* THE PROBLEM *
Beneath this task are records; count how many lines include the string "brick" and answer with that number alone.

[SUPPLIED INFORMATION — start]

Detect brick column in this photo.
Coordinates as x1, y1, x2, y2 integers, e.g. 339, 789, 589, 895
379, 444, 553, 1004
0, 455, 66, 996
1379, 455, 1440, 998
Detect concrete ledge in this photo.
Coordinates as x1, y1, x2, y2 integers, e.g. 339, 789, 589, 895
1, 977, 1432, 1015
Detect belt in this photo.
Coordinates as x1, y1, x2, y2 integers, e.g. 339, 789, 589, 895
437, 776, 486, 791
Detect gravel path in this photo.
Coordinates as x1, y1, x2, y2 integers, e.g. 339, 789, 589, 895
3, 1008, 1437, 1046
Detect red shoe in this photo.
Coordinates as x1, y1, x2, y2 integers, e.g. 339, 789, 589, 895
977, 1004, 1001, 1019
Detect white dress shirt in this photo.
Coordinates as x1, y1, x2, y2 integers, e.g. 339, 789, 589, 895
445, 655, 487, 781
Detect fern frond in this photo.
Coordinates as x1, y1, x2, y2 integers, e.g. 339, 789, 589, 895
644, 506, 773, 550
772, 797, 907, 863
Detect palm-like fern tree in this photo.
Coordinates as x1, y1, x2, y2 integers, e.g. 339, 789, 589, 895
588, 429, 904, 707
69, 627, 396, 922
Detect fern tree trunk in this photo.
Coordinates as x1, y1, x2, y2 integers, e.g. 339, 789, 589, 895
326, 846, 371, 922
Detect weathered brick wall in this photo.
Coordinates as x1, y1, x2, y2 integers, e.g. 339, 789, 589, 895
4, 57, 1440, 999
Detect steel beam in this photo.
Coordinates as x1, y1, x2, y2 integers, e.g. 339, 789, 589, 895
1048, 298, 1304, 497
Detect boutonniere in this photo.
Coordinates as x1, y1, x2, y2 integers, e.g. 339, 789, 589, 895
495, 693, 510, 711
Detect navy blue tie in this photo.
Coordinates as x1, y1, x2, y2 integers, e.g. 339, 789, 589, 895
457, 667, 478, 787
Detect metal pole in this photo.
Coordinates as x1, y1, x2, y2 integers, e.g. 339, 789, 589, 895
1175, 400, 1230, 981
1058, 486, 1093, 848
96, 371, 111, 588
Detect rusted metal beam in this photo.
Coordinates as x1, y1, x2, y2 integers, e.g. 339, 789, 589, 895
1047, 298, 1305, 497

[SUPPLIED INFORMATION — finish]

* SOLUTION *
2